▶ _Source passage_
--- begin ---
But there’s a case to be made that his reluctance is doing South Africans a favour as it is forcing them to clarify various constitutional and political issues. Most obviously, albeit inadvertently, he is asserting the supremacy of parliament over the authority of the party.
Because the top leadership structures of the ANC are divided – including the top six where it seems that only four want him to leave office immediately – Zuma is exploiting what wriggle-room he has left. He’s effectively saying that the forces ranged against him aren’t convincing enough, and that he still has considerable support within the party.
In other words, he is daring the ANC leadership to put a motion of no confidence to the National Assembly and to use the party’s majority to vote him out of office.
His gamble is this: he can survive such a motion if it is put by an opposition party because to support an opposition motion would prove hugely embarrassing to the ANC. The speaker of parliament has already put down a motion of no confidence tabled by the opposition party, the Economic Freedom Fighters (EFF), for discussion after the budget speech on February 22.
For the ANC to put down its own motion, and then try to ensure it received a majority, would all take time, time, time. And that’s what Zuma wants so that he can rally his supporters, convince waverers that he still has some clout, and maximise his bargaining power.
If the party’s new president Cyril Ramaphosa could manage to secure a clear majority of the ANC’s national executive committee (it’s highest decision making body in between elective conferences) asking Zuma to resign, then it is conceivable that Zuma might accede to leave office. But more likely, he would continue to force the ANC to resort to parliament.
And even if he were to step down at the very last moment, his behaviour is reminding South Africans where, ultimately, the power to elect and depose a president lies, and that is, with parliament.
Zuma has already survived umpteen votes of no confidence brought about by opposition parties. Not enough ANC MPs have ever voted with the opposition to carry the motion.
In the last event, a small minority of ANC MPs used the cover provided by a secret ballot to vote in favour of the motion (or to abstain). But the large majority voted for Zuma to stay in office. At the time, they could use the excuse that the ANC’s national conference was coming up and that it was the appropriate place for the leadership issue to be decided. But now that has passed, Zuma’s favoured candidate has lost, Ramaphosa has triumphed, and he now wants the President to resign. What excuse would the ANC MPs have for not supporting the opposition motion this time round?
The justification that they cannot be expected to vote for a motion put by the EFF is morally and politically threadbare. What is Ramaphosa going to do? Argue that internal ANC unity matters more than the needs of the country? What would the popular reaction be to the ANC in effect voting for Zuma to stay in office?
Frankly, the ANC’s cover would be blown.
Beyond the immediate issue of Zuma, South Africa’s political parties need to debate what they expect of MPs. There was much talk prior to the previous vote of no confidence for the need for ANC MPs to display their ‘integrity’, a code word for them to break party lines and vote for the opposition. In other words, it was suggested that MPs should resist acting like party cyphers. Yet, in the ANC’s eyes, its MPs are ‘deployed’ to parliament, and have to obey party dictates. Little or no room is left to individual conscience.
--- end ---
(Dataset listing)
--- begin ---
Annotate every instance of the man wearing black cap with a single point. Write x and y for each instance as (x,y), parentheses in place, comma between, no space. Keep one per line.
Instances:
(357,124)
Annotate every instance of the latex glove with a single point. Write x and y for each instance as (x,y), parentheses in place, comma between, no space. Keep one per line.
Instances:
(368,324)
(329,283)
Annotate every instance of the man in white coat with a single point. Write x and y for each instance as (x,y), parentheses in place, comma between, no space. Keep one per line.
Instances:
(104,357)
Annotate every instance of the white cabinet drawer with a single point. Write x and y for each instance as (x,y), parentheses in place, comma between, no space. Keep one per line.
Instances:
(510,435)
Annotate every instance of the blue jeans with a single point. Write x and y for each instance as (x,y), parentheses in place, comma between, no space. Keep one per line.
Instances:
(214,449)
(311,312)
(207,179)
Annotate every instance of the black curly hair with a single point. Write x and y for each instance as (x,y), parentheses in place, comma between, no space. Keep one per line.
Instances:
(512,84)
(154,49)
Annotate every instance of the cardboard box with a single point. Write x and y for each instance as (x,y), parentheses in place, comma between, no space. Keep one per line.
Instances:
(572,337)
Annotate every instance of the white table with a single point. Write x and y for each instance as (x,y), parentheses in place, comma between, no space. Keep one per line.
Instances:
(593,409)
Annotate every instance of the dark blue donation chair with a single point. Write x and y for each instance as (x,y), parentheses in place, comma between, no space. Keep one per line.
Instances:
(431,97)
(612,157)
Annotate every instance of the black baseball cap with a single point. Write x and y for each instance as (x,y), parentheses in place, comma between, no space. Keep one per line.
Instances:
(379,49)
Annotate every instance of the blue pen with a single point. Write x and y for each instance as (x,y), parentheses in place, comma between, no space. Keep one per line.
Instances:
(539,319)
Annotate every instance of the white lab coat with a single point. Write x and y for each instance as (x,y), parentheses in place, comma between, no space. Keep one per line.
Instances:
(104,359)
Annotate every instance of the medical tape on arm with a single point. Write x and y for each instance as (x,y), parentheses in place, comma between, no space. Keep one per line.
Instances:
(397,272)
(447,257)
--- end ---
▶ _What this exercise asks_
a) According to the article on Zuma and the ANC, when will the EFF's motion of no confidence be discussed?
b) Output everything in the article on Zuma and the ANC from "His gamble is" down to "on February 22.".
c) Carry on writing the article on Zuma and the ANC from the point at which it stops.

▶ _Task-by-task answers_
a) After the budget speech on February 22.

b)
His gamble is this: he can survive such a motion if it is put by an opposition party because to support an opposition motion would prove hugely embarrassing to the ANC. The speaker of parliament has already put down a motion of no confidence tabled by the opposition party, the Economic Freedom Fighters (EFF), for discussion after the budget speech on February 22.

c)
Historically the tradition in parliamentary systems has been that certain issues, often relating to human rights, are resolved by party whips allowing MPs to vote according to their individual consciences. In South Africa, political parties have largely been spared potential conflicts over divisive issues such as the death penalty because they’ve been resolved by the Constitutional Court.
This has meant that, since 1994, MPs have largely been kept in party line because of the threat of being disciplined by their parties. The ultimate threat is their dismissal from the party which in turn means being kicked out of parliament. This follows largely from South Africa’s adoption of a party list proportional representation system. In contrast, in constituency based electoral systems, for instance in the UK, MPs are accountable downwards to voters in their constituencies as well as upward to their party bosses in parliament.
This means that MPs in South Africa are unlikely to put the interests of the people (the voters) above those of their party. This issue is not satisfactorily resolved, as the ANC likes to say it is, by voters having given the majority party most votes at the previous election.
Alas, political life is more complicated than that.
Voters want accountability as well as representation. While most South Africans understand the need for proportionate representation of political parties in parliament, there is nevertheless a substantial hankering for MP’s to be more accountable to the voters.
There is a widespread argument that a change to a mixed member proportional representation scheme would square this particular circle. Some MPs would be elected from multi-member constituencies (with from three to seven MPs as recommended by the Van Zyl Slabbert Commission on the electoral system) while others would be elected from party lists to bring about overall proportionality. This would mean that South African could be able to identify particular constituency MPs who had particular responsibilities to represent them.
In turn, this would mean that MPs would have to consider more than the interests of party bosses when casting their votes.
It is certainly an attractive idea, and is one which needs a proper airing. Whether practice would match electoral system theory is another matter. For all their numerous faults political parties can’t be dispensed with; nor can they be expected to operate without exerting discipline on their representatives in parliament.
At the same time, citizens want to be represented by individuals who are more than party donkeys.
South Africans need to debate in what sort of circumstances they expect or make allowance for MPs to deviate from the party line. But they need to recognise that there is an inherent ambiguity in the role of MPs: at times, they are faced by conflicting obligations, simultaneously to party versus people. Accountability demands that they justify their decisions.
Roger Southall, Professor of Sociology, University of the Witwatersrand
This article was originally published on The Conversation. Read the original article.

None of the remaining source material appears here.